● DIRECTION
Please update the lines below by replacing every "Practice step" with "Exercise" and changing nothing else. Leave the pictures out of your answer.

● Point-based annotation data
#####

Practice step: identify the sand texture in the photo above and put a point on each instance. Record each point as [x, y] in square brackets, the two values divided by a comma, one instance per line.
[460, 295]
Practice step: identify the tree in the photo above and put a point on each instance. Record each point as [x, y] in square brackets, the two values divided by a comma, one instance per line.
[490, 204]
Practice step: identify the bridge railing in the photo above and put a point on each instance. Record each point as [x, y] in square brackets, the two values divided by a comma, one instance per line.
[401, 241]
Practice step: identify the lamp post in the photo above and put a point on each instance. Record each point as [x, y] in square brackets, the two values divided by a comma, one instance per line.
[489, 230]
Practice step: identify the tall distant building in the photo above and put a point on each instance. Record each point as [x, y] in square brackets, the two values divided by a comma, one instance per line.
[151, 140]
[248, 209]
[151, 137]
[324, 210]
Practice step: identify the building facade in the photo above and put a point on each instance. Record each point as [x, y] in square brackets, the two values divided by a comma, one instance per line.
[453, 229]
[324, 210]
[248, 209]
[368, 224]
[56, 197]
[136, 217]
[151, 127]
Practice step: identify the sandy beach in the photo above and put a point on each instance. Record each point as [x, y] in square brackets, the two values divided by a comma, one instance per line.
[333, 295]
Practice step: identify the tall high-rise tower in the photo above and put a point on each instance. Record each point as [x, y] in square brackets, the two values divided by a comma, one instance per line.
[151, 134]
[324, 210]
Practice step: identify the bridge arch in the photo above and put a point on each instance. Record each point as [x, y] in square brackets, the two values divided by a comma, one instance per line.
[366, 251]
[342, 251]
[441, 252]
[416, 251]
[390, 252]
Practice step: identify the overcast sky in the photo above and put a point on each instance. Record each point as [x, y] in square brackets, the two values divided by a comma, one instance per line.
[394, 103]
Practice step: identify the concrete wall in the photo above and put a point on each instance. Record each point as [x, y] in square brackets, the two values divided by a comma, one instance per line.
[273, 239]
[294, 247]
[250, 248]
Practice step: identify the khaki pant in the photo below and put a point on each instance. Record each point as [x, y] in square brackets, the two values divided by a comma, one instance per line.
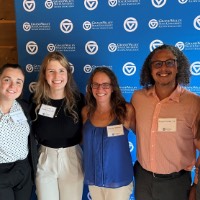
[102, 193]
[59, 174]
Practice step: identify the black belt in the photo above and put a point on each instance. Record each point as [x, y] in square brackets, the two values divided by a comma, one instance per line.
[171, 175]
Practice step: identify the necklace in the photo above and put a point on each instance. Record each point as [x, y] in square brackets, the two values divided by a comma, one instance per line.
[56, 113]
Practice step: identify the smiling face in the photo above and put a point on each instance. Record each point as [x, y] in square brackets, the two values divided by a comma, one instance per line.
[100, 92]
[11, 84]
[164, 75]
[56, 76]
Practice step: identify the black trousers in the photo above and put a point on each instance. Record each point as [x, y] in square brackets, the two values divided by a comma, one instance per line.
[198, 187]
[15, 181]
[148, 187]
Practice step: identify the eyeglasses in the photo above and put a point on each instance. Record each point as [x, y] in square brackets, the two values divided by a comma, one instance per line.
[158, 63]
[103, 85]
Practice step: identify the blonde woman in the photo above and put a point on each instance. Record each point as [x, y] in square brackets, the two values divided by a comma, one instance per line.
[57, 125]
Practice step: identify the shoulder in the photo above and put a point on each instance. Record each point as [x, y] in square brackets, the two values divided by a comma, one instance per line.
[24, 104]
[84, 113]
[130, 117]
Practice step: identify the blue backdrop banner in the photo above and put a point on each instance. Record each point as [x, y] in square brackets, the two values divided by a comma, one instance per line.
[118, 34]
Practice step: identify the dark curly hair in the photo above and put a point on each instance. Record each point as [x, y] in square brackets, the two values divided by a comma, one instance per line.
[118, 102]
[183, 75]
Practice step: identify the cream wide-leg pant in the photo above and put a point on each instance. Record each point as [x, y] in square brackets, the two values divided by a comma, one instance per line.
[59, 174]
[102, 193]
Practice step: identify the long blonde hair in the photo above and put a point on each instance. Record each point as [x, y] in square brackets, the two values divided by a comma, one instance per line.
[42, 89]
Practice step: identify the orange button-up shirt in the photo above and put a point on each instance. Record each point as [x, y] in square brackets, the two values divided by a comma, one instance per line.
[169, 149]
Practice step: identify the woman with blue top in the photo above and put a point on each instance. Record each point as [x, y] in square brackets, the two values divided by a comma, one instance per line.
[107, 119]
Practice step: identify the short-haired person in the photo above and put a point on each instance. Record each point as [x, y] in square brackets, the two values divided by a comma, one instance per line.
[107, 119]
[18, 151]
[57, 124]
[166, 116]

#####

● FINISHED TASK
Exercise: identify the sand texture in the photo above and put a point on each instance. Record each point as [x, y] in square brackets, the two values divided by a comma, one instance per line.
[460, 295]
Exercise: identify the tree in the photo above and put a point on each instance. Record each point as [x, y] in square brackets, the two values divided by a comma, one instance per line.
[490, 204]
Exercise: identify the bridge railing in the photo above and put a point on each instance. Record each point as [x, y] in square brackets, the two values divided by a comma, one instance per line.
[401, 241]
Exercise: identify the lamp post in the photo above and put a point on each instance. Record each point as [x, y] in square brackets, the two values divided by a comma, one instance per line.
[489, 230]
Exercise: identify the tall distant building in the photo above and put a point on each instance. Record each point as [x, y] in square brackets, the two values divided by a comma, one instance per line.
[151, 140]
[248, 209]
[151, 137]
[324, 210]
Exercise: identify the building facade in the photo above and put a point on each instance. Record each point as [x, y] in square brackets, the two values divided by a comma, one instance per line.
[453, 229]
[324, 210]
[248, 209]
[368, 224]
[56, 197]
[136, 217]
[151, 127]
Exercise: identify the sandy beach in the photo above and put a point on each instance. Record each point as [x, y] in square brackets, the two values divided by a comma, one instance per line.
[333, 295]
Exercise: identify the tall high-rise tower in the photo above and put a point on each instance. Record each point as [x, y] in square brackets, the two values divided by a comma, one instance per line.
[151, 134]
[324, 210]
Exercise: identify the bridge arch in the photo above and put a point on each instance. Record each point as [x, y] in square brackets, the two values divided by a comma, one instance per line.
[366, 251]
[342, 251]
[441, 252]
[416, 251]
[390, 252]
Exercise: identify the overcast sky in the photo above and put a point on each instance. Record each point as [x, y] in square brackets, the two values divided by a comma, one instance per line.
[394, 103]
Exercise: identify the concrete wall in the photo above and put a point on each instance. Record each point as [x, y] in square brackets, the two values divided by a comma, one instance per line.
[273, 239]
[294, 247]
[250, 248]
Exercise: identify the khaki pant in the photo below and put a point on each instance. Record each point as [x, y] in square brackets, the two values divided by a comma, one instance per line.
[102, 193]
[59, 174]
Exercise: identify the black belt in the photo above and put a point on each instance. Record each point as [x, y] in square brackets, the two values divided by a comma, one instance per line.
[171, 175]
Exercise: identify the necklace in the photo above and put a point on each instance. Record each point as [x, y] in square brackets, the two values divided by a comma, one instance per line.
[56, 113]
Exercise: identify the smiling face in the photo above and put a point on each instance. Record each point as [x, y] in square brackets, the two values divided by a comma, one instance per line.
[100, 92]
[11, 84]
[164, 75]
[56, 76]
Exercise: identify the black trousers in the photo above and put a point on each instance. Record each point as [x, y] in square brackets, the two values divided by a comma, one instance per line.
[198, 187]
[15, 181]
[148, 187]
Exercise: identify the eyeglasses in the photo above and put a point on each instance. Record each point as [x, y] in square brackets, the two values divided by a comma, one instance per line.
[158, 63]
[103, 85]
Exercise: identify the blonde woman in the photo above and put a point on each instance. Record each point as [x, y] in square brackets, the two values divided by a comma, one instance per line.
[57, 125]
Exercise: identify the shoulder in the photo above and put a point on each instance. Record each point as [x, y] in square brackets, the two values divided by a comma, one instance per line.
[24, 104]
[84, 113]
[130, 117]
Exercise: identify the blue backdrop banner in the photo above and put a point on each instance. Record each point as [x, y] in square brackets, the two values divided by a comma, one instance per line.
[118, 34]
Exercise: identify the dark curly hair in the photo above and put a point on each instance. Record each point as [x, y] in square brackets, the two values divided by a comma, one instance per line.
[118, 102]
[183, 75]
Exercise: identify the cream wide-leg pant in the photo above and put a point on each instance. Record each point as [x, y] in square brackets, the two values divided by a comma, one instance per line.
[59, 174]
[102, 193]
Exercise: identify the long blonde hair in the photo above and put a point on each instance. Record each point as [x, y] in square brackets, the two values divided by a comma, one instance per line.
[42, 89]
Exercise: identify the orange button-up shirt in the photo above and put a point on each instance. Record each point as [x, y] in square brackets, the two values divided by a comma, one instance per line.
[169, 149]
Exercise: identify the woman with blue top in the photo above and put a point on each instance. Record each point as [x, y] in square brackets, the two values divided by a comma, one instance per line.
[107, 119]
Exercise: identify the short-haired person in the photo above and put a point on each instance. Record each point as [x, y] in square brackets, the two values divided by a comma, one instance per line.
[107, 119]
[18, 151]
[57, 124]
[166, 116]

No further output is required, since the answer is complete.